Data to process —

§

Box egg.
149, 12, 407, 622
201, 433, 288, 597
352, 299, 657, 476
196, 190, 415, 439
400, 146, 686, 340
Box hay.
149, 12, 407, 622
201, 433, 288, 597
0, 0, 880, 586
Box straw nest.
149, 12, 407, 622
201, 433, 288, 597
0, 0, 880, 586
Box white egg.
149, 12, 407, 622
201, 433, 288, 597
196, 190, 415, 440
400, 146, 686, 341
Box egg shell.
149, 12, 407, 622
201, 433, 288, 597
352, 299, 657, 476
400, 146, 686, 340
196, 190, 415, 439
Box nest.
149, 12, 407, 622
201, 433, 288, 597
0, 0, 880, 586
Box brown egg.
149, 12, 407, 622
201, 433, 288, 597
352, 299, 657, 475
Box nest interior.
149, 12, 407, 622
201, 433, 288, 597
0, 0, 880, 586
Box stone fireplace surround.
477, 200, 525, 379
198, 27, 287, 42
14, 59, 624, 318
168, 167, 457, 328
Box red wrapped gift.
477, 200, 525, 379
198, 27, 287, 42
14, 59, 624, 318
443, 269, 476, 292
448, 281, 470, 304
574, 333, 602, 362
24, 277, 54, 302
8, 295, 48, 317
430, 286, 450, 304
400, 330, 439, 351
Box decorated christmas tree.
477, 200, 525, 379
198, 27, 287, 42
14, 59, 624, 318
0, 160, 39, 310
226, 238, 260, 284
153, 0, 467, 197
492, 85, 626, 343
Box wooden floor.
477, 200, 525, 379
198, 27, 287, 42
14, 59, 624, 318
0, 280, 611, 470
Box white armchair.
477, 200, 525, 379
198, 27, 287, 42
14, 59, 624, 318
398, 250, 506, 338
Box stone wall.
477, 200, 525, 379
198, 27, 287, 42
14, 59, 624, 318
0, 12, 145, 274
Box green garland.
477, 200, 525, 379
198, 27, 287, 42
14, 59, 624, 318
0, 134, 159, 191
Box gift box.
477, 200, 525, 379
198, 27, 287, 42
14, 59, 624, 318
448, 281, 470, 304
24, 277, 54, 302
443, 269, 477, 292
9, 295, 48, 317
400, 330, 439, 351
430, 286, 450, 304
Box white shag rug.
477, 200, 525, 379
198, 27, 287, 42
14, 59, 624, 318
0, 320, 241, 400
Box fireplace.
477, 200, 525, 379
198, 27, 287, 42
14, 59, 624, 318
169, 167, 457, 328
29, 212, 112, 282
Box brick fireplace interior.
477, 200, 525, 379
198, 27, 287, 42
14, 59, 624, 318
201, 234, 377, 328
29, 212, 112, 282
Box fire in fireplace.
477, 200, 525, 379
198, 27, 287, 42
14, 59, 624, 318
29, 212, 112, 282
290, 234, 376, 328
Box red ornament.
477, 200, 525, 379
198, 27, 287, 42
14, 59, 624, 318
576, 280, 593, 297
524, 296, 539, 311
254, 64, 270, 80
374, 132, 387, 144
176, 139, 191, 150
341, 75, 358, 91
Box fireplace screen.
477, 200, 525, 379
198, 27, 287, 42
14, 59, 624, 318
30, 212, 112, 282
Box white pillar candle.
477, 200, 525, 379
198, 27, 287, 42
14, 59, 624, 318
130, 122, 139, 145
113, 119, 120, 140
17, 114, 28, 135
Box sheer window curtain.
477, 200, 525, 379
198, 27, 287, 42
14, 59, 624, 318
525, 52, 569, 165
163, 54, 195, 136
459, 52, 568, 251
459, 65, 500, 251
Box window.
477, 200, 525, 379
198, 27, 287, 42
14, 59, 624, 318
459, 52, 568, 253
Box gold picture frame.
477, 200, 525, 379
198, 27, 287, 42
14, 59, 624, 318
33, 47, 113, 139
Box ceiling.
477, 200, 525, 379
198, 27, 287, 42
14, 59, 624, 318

§

Given problem —
Rename "pillar candle" to "taper candle" in the items from the line containing "Box red ornament." through the line containing "17, 114, 28, 135", then write out only those lines with everything else left as it is.

Answer in full —
Box red ornament.
477, 200, 525, 379
198, 27, 287, 42
14, 59, 624, 318
576, 280, 593, 297
524, 296, 539, 311
254, 64, 270, 80
374, 132, 387, 144
176, 139, 191, 150
341, 75, 358, 91
Box fireplace screen.
477, 200, 525, 379
198, 27, 287, 42
14, 59, 624, 318
30, 212, 112, 282
Box white taper candle.
477, 200, 525, 379
198, 27, 287, 42
14, 59, 624, 318
130, 122, 139, 145
113, 119, 120, 140
17, 114, 28, 135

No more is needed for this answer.